GIVEN TEXT —
For this defect art and association amply atone. On the southern side of the Mole, not far from the underground portion of its course—"the Swallow" as it is called—stand the charming and storied seats of Esher and Claremont.
Esher was an ancient residence of the bishops of Winchester. Wolsey made it for a time his retreat after being ousted from Hampton Court. A retreat it was to him in every sense. He dismissed his servants and all state, and cultivated the deepest despondency. His inexorable master, however, looked down on him, from his ravished towers hard by, unmoved, and, as the sequel in a few years proved, unsatisfied in his greed. Gardiner, bishop of Winchester, was called upon for a contribution. He loyally surrendered to the king the whole estate of Esher, a splendid mansion with all appurtenances and a park a mile in diameter. Henry annexed Esher to Hampton Court, and continued his research for new subjects of spoliation. His daughter Mary gave Esher back to the see of Winchester. Elizabeth bought it and bestowed it on Lord Howard of Effingham, who well earned it by his services against the Armada. Of the families who subsequently owned the place, the Pelhams are the most noted. Now it has passed from their hands. That which has alone been preserved of the palace of Wolsey is an embattled gatehouse that looks into the sluggish Mole, and joins it mayhap in musing over "the days that we have seen."
Claremont, its next neighbor, unites, with equal or greater charms of landscape, in preaching the old story of the decadence of the great. Lord Clive, the Indian conqueror and speculator, built the house from the designs of Capability Browne at a cost of over a hundred thousand pounds. His dwelling and his monument remain to represent Clive. After him, two or three occupants removed, came Leopold of Belgium, with his bride, the Princess Charlotte, pet and hope of the British nation. Their stay was more transient still—a year only, when death dissipated their dream and cleared the way to the throne for Victoria. Leopold continued to hold the property, and it became a generation later the asylum of Louis Philippe. To an ordinary mind the miseries of any one condemned to make this lovely spot his home are not apt to present themselves as the acme of despair. A sensation of relief and lulling repose would be more reasonably expected, especially after so stormy a career as that of Louis. The change from restless and capricious Paris to dewy shades and luxurious halls in the heart of changeless and impregnable England ought, on common principles, to have promoted the content and prolonged the life of the old king. Possibly it did, but if so, the French had not many months' escape from a second Orleans regency, for the exile's experience of Claremont was brief. We may wander over his lawns, and reshape to ourselves his reveries. Then we may forget the man who lost an empire as we look up at the cenotaph of him who conquered one. Both brought grist to Miller Bull, the fortunate and practical-minded owner of such vast water-privileges. His water-power seems proof against all floods, while the corn of all nations must come to his door. Standing under these drooping elms, by this lazy stream, we hear none of the clatter of the great mill, and we cease to dream of affixing a period to its noiseless and effective work.

LISTED RECORDS —

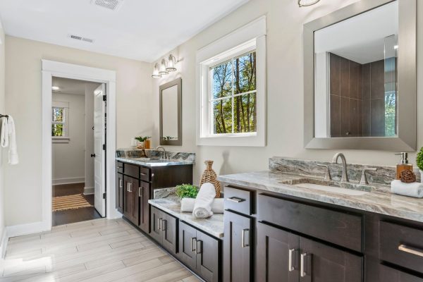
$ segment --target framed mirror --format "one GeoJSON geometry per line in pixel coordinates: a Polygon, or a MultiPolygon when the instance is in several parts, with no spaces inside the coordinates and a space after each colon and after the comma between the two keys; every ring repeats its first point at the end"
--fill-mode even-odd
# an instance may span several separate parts
{"type": "Polygon", "coordinates": [[[306,148],[415,151],[416,5],[361,1],[304,25],[306,148]]]}
{"type": "Polygon", "coordinates": [[[160,85],[160,145],[182,145],[182,79],[160,85]]]}

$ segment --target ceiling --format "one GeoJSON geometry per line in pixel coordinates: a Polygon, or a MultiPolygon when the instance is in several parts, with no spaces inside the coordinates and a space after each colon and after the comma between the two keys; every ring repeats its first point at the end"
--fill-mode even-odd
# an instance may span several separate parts
{"type": "Polygon", "coordinates": [[[315,52],[334,53],[362,64],[382,60],[385,48],[394,47],[395,44],[385,46],[386,37],[398,37],[398,1],[395,1],[317,30],[315,52]]]}
{"type": "MultiPolygon", "coordinates": [[[[73,80],[70,78],[53,78],[52,86],[60,88],[54,93],[72,94],[75,95],[85,95],[85,85],[87,83],[93,83],[85,80],[73,80]]],[[[99,83],[99,85],[100,83],[99,83]]]]}
{"type": "Polygon", "coordinates": [[[7,35],[152,62],[249,0],[1,0],[7,35]],[[77,35],[93,43],[69,38],[77,35]]]}

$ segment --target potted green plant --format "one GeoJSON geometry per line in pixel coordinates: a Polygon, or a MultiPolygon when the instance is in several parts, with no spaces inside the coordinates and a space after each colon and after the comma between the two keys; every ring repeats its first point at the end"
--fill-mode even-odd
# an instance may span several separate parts
{"type": "Polygon", "coordinates": [[[182,184],[176,186],[176,195],[182,198],[195,198],[198,194],[198,187],[191,184],[182,184]]]}
{"type": "Polygon", "coordinates": [[[138,141],[138,145],[137,145],[137,147],[138,147],[138,149],[149,149],[150,148],[149,138],[151,138],[151,137],[149,137],[149,136],[145,136],[145,137],[137,136],[137,137],[135,137],[135,140],[137,141],[138,141]]]}
{"type": "Polygon", "coordinates": [[[420,182],[423,183],[423,147],[420,148],[420,151],[417,152],[416,163],[420,170],[420,182]]]}

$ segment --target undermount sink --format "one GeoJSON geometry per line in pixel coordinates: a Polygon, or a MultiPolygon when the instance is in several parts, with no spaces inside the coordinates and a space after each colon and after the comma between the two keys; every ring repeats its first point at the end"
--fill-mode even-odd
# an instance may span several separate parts
{"type": "Polygon", "coordinates": [[[295,186],[300,187],[302,188],[316,189],[316,190],[319,190],[321,191],[330,192],[337,193],[337,194],[347,195],[349,196],[362,196],[363,195],[366,195],[368,193],[368,192],[361,191],[359,190],[352,190],[352,189],[348,189],[348,188],[343,188],[336,187],[336,186],[328,186],[328,185],[325,185],[314,184],[314,183],[303,183],[295,184],[295,186]]]}

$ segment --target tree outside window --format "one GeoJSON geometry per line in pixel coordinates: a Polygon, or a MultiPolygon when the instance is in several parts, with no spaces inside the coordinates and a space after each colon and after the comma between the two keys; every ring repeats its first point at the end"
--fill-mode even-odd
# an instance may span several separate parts
{"type": "Polygon", "coordinates": [[[210,68],[214,134],[257,131],[256,52],[210,68]]]}

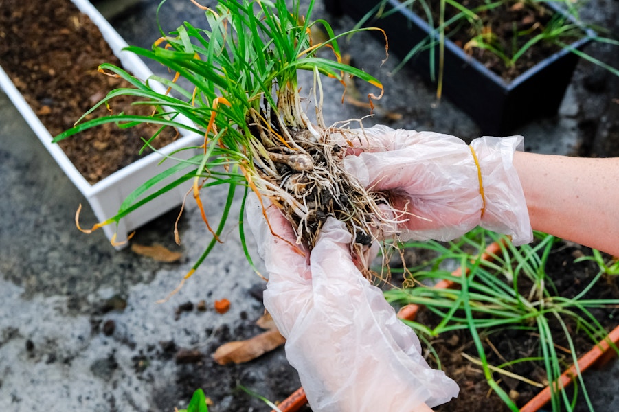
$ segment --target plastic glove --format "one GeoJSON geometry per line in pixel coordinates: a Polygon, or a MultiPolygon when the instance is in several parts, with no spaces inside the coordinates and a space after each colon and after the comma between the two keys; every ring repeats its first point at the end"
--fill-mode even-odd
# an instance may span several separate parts
{"type": "Polygon", "coordinates": [[[480,225],[510,235],[515,244],[532,240],[512,164],[521,136],[484,137],[469,146],[454,136],[385,126],[352,134],[359,138],[344,166],[370,191],[392,195],[385,217],[398,221],[390,229],[401,240],[449,240],[480,225]]]}
{"type": "Polygon", "coordinates": [[[257,200],[249,222],[269,272],[265,306],[287,339],[314,412],[411,412],[457,396],[458,385],[421,356],[419,340],[355,267],[352,236],[329,218],[309,253],[275,206],[257,200]]]}

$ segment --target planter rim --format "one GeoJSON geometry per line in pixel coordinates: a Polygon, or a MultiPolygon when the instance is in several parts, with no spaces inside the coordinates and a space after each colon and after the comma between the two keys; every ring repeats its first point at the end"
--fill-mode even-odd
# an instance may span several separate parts
{"type": "MultiPolygon", "coordinates": [[[[425,32],[427,32],[429,35],[433,36],[434,38],[436,39],[437,36],[438,36],[438,33],[436,30],[431,29],[425,20],[421,19],[416,13],[414,13],[412,10],[407,8],[405,3],[401,2],[400,0],[388,0],[388,1],[392,7],[394,8],[394,10],[397,10],[398,12],[403,14],[407,19],[413,21],[415,24],[418,25],[425,32]]],[[[553,4],[550,1],[544,1],[543,3],[546,7],[548,7],[555,12],[565,12],[565,10],[563,10],[561,8],[553,4]]],[[[572,16],[567,15],[567,17],[573,23],[577,23],[572,16]]],[[[570,50],[570,49],[578,49],[591,41],[591,40],[596,36],[596,32],[592,29],[583,27],[582,26],[581,26],[581,28],[585,34],[585,36],[584,37],[579,38],[576,41],[569,45],[568,47],[563,48],[559,52],[545,58],[542,61],[537,63],[534,66],[530,67],[526,71],[520,74],[510,82],[506,81],[501,76],[482,65],[476,58],[466,54],[466,53],[464,52],[462,47],[458,47],[449,38],[445,38],[444,44],[445,47],[447,47],[450,52],[458,56],[461,60],[462,60],[462,61],[465,61],[469,63],[471,67],[475,69],[475,71],[488,77],[493,81],[493,82],[498,84],[505,90],[509,91],[513,89],[515,89],[520,83],[526,81],[527,79],[534,76],[536,73],[540,71],[545,67],[550,65],[552,62],[561,58],[565,54],[571,53],[572,52],[570,50]]]]}
{"type": "MultiPolygon", "coordinates": [[[[135,77],[144,80],[149,79],[153,75],[153,71],[137,55],[124,49],[128,45],[127,43],[88,0],[71,0],[71,1],[80,12],[86,14],[98,27],[113,54],[119,58],[121,65],[135,77]]],[[[148,80],[148,82],[149,85],[156,91],[162,93],[166,92],[166,88],[160,82],[152,79],[148,80]]],[[[100,222],[106,220],[115,215],[122,201],[139,184],[144,183],[148,179],[155,176],[159,171],[164,171],[164,169],[159,170],[157,168],[160,162],[165,160],[168,156],[173,154],[179,149],[197,147],[203,141],[203,136],[201,135],[181,128],[179,130],[180,137],[175,141],[153,153],[144,156],[98,182],[91,184],[80,173],[60,146],[52,143],[53,137],[51,133],[41,122],[1,66],[0,66],[0,88],[5,91],[9,99],[15,105],[60,169],[86,198],[100,222]]],[[[192,125],[191,122],[183,116],[177,116],[175,121],[187,126],[192,125]]],[[[188,153],[186,150],[183,150],[184,152],[188,153]]],[[[192,152],[195,152],[195,150],[192,150],[192,152]]],[[[179,157],[186,159],[187,156],[186,153],[184,156],[179,154],[179,157]]],[[[172,157],[173,158],[173,156],[172,157]]],[[[156,204],[150,206],[143,205],[138,211],[133,211],[122,218],[116,225],[104,226],[103,231],[110,240],[114,241],[117,237],[117,240],[113,242],[113,244],[117,249],[122,249],[126,245],[124,241],[127,238],[128,231],[136,229],[180,205],[185,192],[185,189],[180,187],[175,188],[174,192],[172,191],[166,192],[158,198],[160,200],[156,204]]]]}
{"type": "Polygon", "coordinates": [[[43,144],[58,162],[63,171],[71,179],[74,185],[78,187],[82,194],[86,197],[113,186],[120,180],[131,174],[135,170],[141,169],[147,165],[161,161],[167,155],[170,154],[178,149],[187,147],[188,146],[199,144],[202,139],[202,137],[199,135],[185,133],[185,135],[178,140],[166,145],[161,149],[153,153],[150,153],[131,164],[119,169],[94,184],[91,184],[82,176],[82,174],[80,173],[60,147],[57,144],[52,141],[54,137],[39,119],[19,91],[17,90],[17,88],[1,66],[0,66],[0,87],[6,93],[9,99],[34,131],[41,143],[43,144]]]}

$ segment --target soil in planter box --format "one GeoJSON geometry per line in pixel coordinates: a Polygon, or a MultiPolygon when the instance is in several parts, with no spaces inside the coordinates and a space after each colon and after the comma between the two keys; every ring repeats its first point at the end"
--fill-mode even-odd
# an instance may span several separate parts
{"type": "MultiPolygon", "coordinates": [[[[484,0],[462,0],[462,5],[473,10],[486,5],[484,0]]],[[[438,1],[413,3],[414,11],[422,18],[426,15],[421,4],[427,4],[431,8],[434,26],[439,25],[438,1]]],[[[447,21],[459,12],[455,8],[446,5],[444,21],[447,21]]],[[[445,29],[445,35],[458,46],[470,54],[484,66],[509,81],[522,74],[543,59],[559,52],[561,47],[549,41],[538,42],[530,47],[514,65],[507,67],[503,60],[489,50],[480,47],[467,47],[473,36],[482,31],[490,38],[495,47],[504,50],[506,56],[511,58],[522,46],[534,36],[540,35],[548,26],[554,12],[534,2],[503,1],[498,7],[477,12],[477,19],[470,23],[461,18],[445,29]],[[482,27],[480,29],[480,27],[482,27]]],[[[427,21],[427,19],[425,19],[427,21]]],[[[570,43],[575,37],[563,35],[561,41],[570,43]]]]}
{"type": "MultiPolygon", "coordinates": [[[[104,62],[120,65],[97,26],[69,0],[0,0],[0,65],[52,136],[70,128],[109,91],[127,86],[98,71],[104,62]]],[[[115,113],[153,111],[152,107],[129,104],[123,97],[113,100],[110,108],[115,113]]],[[[98,115],[108,114],[104,107],[100,109],[98,115]]],[[[150,152],[139,153],[140,138],[149,139],[157,128],[121,129],[110,124],[59,144],[94,183],[150,152]]],[[[176,137],[168,128],[152,144],[160,148],[176,137]]]]}
{"type": "MultiPolygon", "coordinates": [[[[589,249],[574,244],[555,245],[555,249],[550,253],[546,266],[546,273],[552,279],[556,288],[554,295],[561,295],[571,298],[580,293],[589,284],[598,273],[597,265],[592,262],[574,263],[575,258],[582,256],[583,253],[590,254],[589,249]]],[[[530,290],[531,285],[527,282],[521,282],[519,288],[521,290],[530,290]]],[[[587,293],[584,299],[618,299],[619,298],[619,282],[616,277],[600,278],[592,289],[587,293]]],[[[616,315],[614,308],[589,309],[589,311],[598,319],[607,330],[610,331],[617,325],[617,321],[613,321],[613,315],[616,315]]],[[[557,322],[552,323],[552,317],[548,318],[550,327],[556,332],[555,343],[557,345],[558,356],[565,360],[567,367],[572,363],[571,355],[561,347],[568,347],[565,339],[564,332],[557,322]]],[[[428,325],[438,324],[441,319],[429,310],[421,310],[417,316],[416,321],[428,325]]],[[[582,330],[577,331],[576,325],[569,321],[567,327],[574,331],[571,337],[574,341],[578,356],[580,356],[593,346],[592,341],[582,330]]],[[[435,408],[436,412],[470,412],[471,411],[493,411],[496,412],[507,411],[509,409],[493,392],[486,383],[480,366],[473,365],[466,360],[462,353],[478,358],[477,352],[468,331],[453,331],[444,334],[434,340],[432,347],[437,351],[440,360],[442,368],[446,374],[454,379],[460,387],[460,392],[457,399],[435,408]]],[[[537,347],[539,336],[537,331],[524,332],[522,330],[506,330],[491,334],[480,332],[480,336],[484,344],[484,350],[488,356],[490,365],[502,365],[506,360],[517,359],[528,356],[539,356],[537,347]]],[[[429,363],[436,366],[434,359],[429,359],[429,363]]],[[[545,382],[546,371],[543,363],[535,362],[522,362],[515,364],[510,371],[532,379],[539,382],[545,382]]],[[[529,385],[509,377],[495,374],[495,380],[501,380],[500,385],[507,393],[513,396],[519,407],[523,407],[526,402],[534,396],[541,389],[529,385]]],[[[586,382],[585,382],[586,384],[586,382]]]]}

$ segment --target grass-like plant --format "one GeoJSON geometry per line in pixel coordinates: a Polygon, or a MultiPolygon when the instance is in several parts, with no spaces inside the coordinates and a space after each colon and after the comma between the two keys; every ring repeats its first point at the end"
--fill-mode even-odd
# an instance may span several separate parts
{"type": "MultiPolygon", "coordinates": [[[[353,76],[375,86],[380,93],[368,95],[370,102],[382,95],[378,80],[341,62],[338,40],[351,32],[336,35],[324,20],[313,21],[313,0],[308,3],[305,16],[298,0],[220,0],[216,10],[194,3],[196,12],[204,14],[205,27],[185,23],[169,34],[160,28],[161,37],[152,49],[128,47],[168,67],[170,78],[137,79],[121,68],[102,65],[100,71],[122,77],[133,87],[110,92],[54,141],[104,123],[131,127],[147,122],[203,135],[201,154],[145,182],[126,198],[116,216],[87,231],[117,222],[163,192],[192,180],[193,197],[213,238],[188,277],[217,242],[238,189],[244,194],[243,205],[249,191],[261,201],[270,199],[289,218],[300,240],[310,246],[328,216],[346,222],[359,248],[368,244],[370,226],[379,217],[377,203],[387,201],[368,194],[341,165],[347,147],[361,138],[359,133],[326,125],[322,117],[321,78],[324,76],[344,85],[345,76],[353,76]],[[328,40],[315,43],[311,34],[315,26],[326,32],[328,40]],[[313,119],[302,104],[300,70],[314,76],[307,96],[313,100],[313,119]],[[157,92],[153,82],[163,84],[168,91],[157,92]],[[137,104],[156,110],[150,116],[113,113],[90,118],[97,106],[108,105],[113,111],[114,98],[121,95],[133,96],[137,104]],[[173,178],[179,173],[181,177],[173,178]],[[227,201],[221,220],[212,225],[201,192],[220,184],[229,185],[227,201]]],[[[156,138],[145,137],[145,146],[156,138]]],[[[242,221],[239,229],[245,245],[242,221]]],[[[246,247],[245,254],[251,262],[246,247]]]]}
{"type": "MultiPolygon", "coordinates": [[[[619,45],[617,38],[601,35],[591,34],[585,32],[589,26],[579,16],[581,1],[570,0],[493,0],[462,1],[458,0],[403,0],[397,7],[387,8],[389,0],[381,0],[368,12],[357,23],[362,26],[373,19],[381,19],[396,13],[403,8],[416,11],[430,28],[428,36],[416,44],[411,45],[408,54],[402,59],[395,70],[398,70],[418,54],[428,51],[430,54],[429,73],[432,81],[437,82],[437,95],[440,97],[442,87],[442,73],[444,56],[444,42],[447,38],[458,39],[462,48],[468,54],[477,57],[485,54],[488,61],[494,56],[498,60],[493,64],[495,70],[513,79],[521,73],[523,69],[517,67],[519,62],[525,60],[529,52],[540,45],[548,49],[567,49],[581,58],[598,65],[615,76],[619,76],[619,69],[603,62],[581,50],[574,49],[570,44],[574,40],[589,36],[593,41],[619,45]],[[548,8],[544,3],[554,3],[565,11],[557,13],[548,8]],[[521,21],[517,20],[517,13],[522,10],[528,10],[535,20],[521,21]],[[499,14],[498,10],[502,10],[499,14]],[[499,16],[515,16],[511,22],[502,21],[499,16]],[[504,24],[510,28],[497,34],[497,28],[504,24]],[[438,67],[435,65],[438,56],[438,67]],[[500,62],[500,64],[498,64],[500,62]]],[[[596,27],[602,30],[601,27],[596,27]]],[[[529,68],[530,66],[525,66],[529,68]]]]}
{"type": "MultiPolygon", "coordinates": [[[[395,304],[422,305],[438,315],[438,319],[441,320],[431,326],[407,321],[431,347],[432,341],[441,334],[455,330],[467,330],[474,343],[477,358],[470,355],[466,357],[471,358],[476,367],[481,367],[488,385],[511,410],[519,409],[499,385],[499,381],[508,376],[539,386],[539,382],[513,371],[515,365],[530,360],[539,362],[546,371],[547,380],[550,382],[553,411],[573,410],[578,393],[592,410],[580,371],[577,370],[578,391],[574,391],[573,397],[561,390],[559,378],[570,364],[578,367],[573,334],[578,333],[587,336],[592,345],[604,339],[607,332],[592,311],[598,308],[616,306],[619,299],[587,296],[603,277],[603,270],[590,283],[583,285],[582,290],[576,296],[561,296],[545,271],[548,257],[553,252],[557,240],[539,233],[536,233],[536,238],[533,245],[515,247],[504,237],[480,230],[447,245],[435,242],[411,242],[407,246],[429,249],[437,253],[435,259],[425,264],[425,270],[412,271],[416,283],[433,284],[444,279],[453,281],[457,287],[440,289],[418,286],[394,289],[385,292],[385,295],[388,301],[395,304]],[[486,249],[488,239],[499,242],[500,252],[493,254],[488,260],[481,260],[478,256],[486,249]],[[471,251],[471,247],[477,252],[471,251]],[[462,273],[468,275],[454,276],[451,272],[441,269],[441,264],[445,260],[459,262],[462,273]],[[528,286],[523,288],[522,285],[528,286]],[[570,330],[568,323],[576,325],[576,330],[570,330]],[[558,325],[563,331],[561,336],[552,333],[552,323],[558,325]],[[505,330],[512,330],[518,334],[537,334],[539,336],[539,347],[534,350],[534,354],[537,354],[508,359],[502,365],[489,363],[488,351],[493,350],[483,345],[482,338],[505,330]],[[569,350],[560,349],[565,345],[569,350]]],[[[440,360],[438,361],[440,365],[440,360]]]]}

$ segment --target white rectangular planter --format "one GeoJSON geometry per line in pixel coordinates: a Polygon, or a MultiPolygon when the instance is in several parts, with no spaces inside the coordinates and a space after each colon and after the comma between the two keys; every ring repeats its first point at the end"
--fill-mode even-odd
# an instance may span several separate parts
{"type": "MultiPolygon", "coordinates": [[[[71,0],[80,10],[87,14],[99,27],[104,38],[109,43],[114,54],[119,58],[124,68],[138,78],[145,80],[153,74],[144,62],[136,55],[122,50],[128,45],[107,20],[87,0],[71,0]]],[[[151,84],[153,83],[151,82],[151,84]]],[[[165,89],[161,84],[161,91],[165,89]]],[[[135,189],[156,174],[172,165],[172,159],[163,165],[158,163],[169,154],[181,148],[199,146],[203,137],[197,135],[185,133],[177,141],[163,148],[159,152],[151,153],[114,172],[100,181],[91,185],[80,174],[60,146],[52,142],[53,137],[41,123],[41,120],[24,100],[2,67],[0,67],[0,87],[4,89],[9,98],[16,106],[24,119],[47,148],[71,181],[86,197],[99,221],[106,220],[115,216],[124,198],[135,189]]],[[[158,90],[158,91],[159,91],[158,90]]],[[[181,130],[181,133],[183,131],[181,130]]],[[[182,150],[175,154],[176,157],[189,158],[196,154],[196,150],[182,150]]],[[[139,226],[179,206],[189,189],[190,183],[181,185],[157,197],[138,209],[123,218],[117,228],[113,225],[103,227],[106,236],[110,240],[115,233],[117,242],[126,240],[127,235],[139,226]]],[[[121,249],[124,245],[115,247],[121,249]]]]}

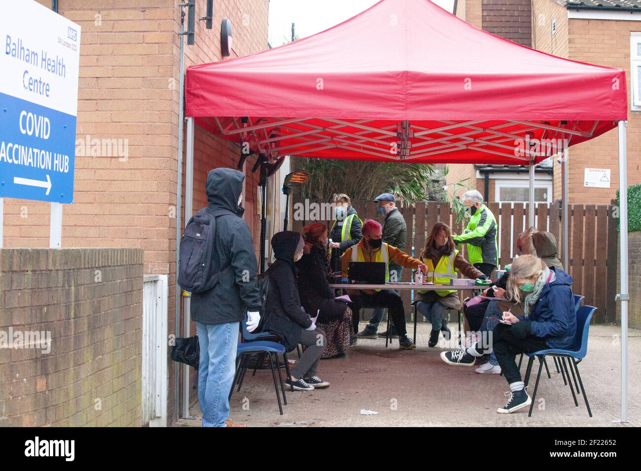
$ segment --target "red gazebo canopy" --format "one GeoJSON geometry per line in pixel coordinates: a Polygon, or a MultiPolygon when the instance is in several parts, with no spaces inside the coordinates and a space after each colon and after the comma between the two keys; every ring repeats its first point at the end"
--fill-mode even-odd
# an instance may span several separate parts
{"type": "Polygon", "coordinates": [[[521,46],[428,0],[381,0],[313,36],[192,66],[185,83],[186,116],[271,158],[538,163],[627,110],[622,70],[521,46]]]}

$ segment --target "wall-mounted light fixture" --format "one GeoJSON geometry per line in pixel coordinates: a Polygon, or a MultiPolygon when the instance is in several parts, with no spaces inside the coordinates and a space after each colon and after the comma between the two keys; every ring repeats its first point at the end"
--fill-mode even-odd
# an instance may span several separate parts
{"type": "Polygon", "coordinates": [[[227,18],[221,24],[221,52],[223,57],[231,54],[231,22],[227,18]]]}

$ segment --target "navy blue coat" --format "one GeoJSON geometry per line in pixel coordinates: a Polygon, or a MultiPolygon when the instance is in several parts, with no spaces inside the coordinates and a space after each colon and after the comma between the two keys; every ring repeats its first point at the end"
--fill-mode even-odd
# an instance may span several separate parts
{"type": "MultiPolygon", "coordinates": [[[[572,292],[572,277],[562,270],[551,267],[556,279],[546,283],[527,319],[533,335],[545,339],[553,349],[567,349],[576,334],[576,313],[572,292]]],[[[523,318],[522,316],[519,316],[523,318]]]]}

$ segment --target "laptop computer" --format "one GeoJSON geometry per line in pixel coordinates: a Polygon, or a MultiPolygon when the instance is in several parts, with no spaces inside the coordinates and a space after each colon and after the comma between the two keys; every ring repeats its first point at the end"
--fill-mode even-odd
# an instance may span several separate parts
{"type": "Polygon", "coordinates": [[[385,263],[383,261],[350,261],[350,281],[365,285],[385,285],[385,263]]]}

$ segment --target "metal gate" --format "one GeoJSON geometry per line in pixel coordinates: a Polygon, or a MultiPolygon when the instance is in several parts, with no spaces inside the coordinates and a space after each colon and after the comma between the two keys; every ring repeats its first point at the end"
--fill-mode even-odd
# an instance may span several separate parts
{"type": "Polygon", "coordinates": [[[167,426],[167,276],[146,275],[142,311],[142,424],[167,426]]]}

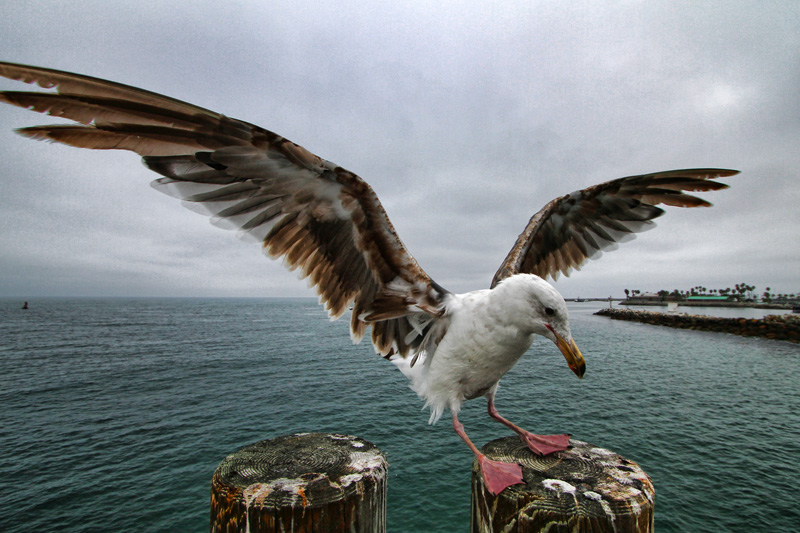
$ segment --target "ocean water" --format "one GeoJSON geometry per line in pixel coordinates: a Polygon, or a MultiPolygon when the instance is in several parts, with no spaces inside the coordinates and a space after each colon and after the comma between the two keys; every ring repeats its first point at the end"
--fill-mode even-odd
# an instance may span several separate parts
{"type": "MultiPolygon", "coordinates": [[[[800,530],[800,346],[614,321],[571,303],[578,380],[544,339],[497,405],[638,462],[659,532],[800,530]]],[[[0,531],[207,531],[229,453],[322,431],[378,445],[388,529],[467,531],[472,456],[313,300],[0,300],[0,531]]],[[[508,434],[483,399],[480,446],[508,434]]],[[[445,417],[447,418],[447,417],[445,417]]]]}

OBJECTIVES —
1 - Name every person who, according to the passage on Esher and Claremont, lived at Claremont.
2 - Find every line in the records that contains the string "planter", and copy each one.
These records have no connection to the passage on Esher and Claremont.

SET OF ANSWERS —
1 -
Lord Clive
Leopold of Belgium
Princess Charlotte
Louis Philippe

2 -
$ segment --target planter rim --format "one GeoJSON geometry per line in pixel coordinates: a Polygon, or a MultiPolygon when the instance is in several parts, with no spaces inside the coordinates and a space after each colon and after the comma between the two keys; every ring repeats its first point at the end"
$ segment --target soil in planter box --format "one GeoJSON geometry per line in pixel coordinates: a Polygon, or a MultiPolygon when the instance is in several parts, with no spaces inside the coordinates and a space after each colon and after the comma between the two keys; every ring repeats its first point at the end"
$ segment --target white rectangular planter --format "one GeoJSON geometry per line in pixel coordinates: a Polygon, or a MultiPolygon when the instance is in several parts, with no spaces inside the coordinates and a space after each colon and after the comma between the two keys; every ring repeats its first point at the end"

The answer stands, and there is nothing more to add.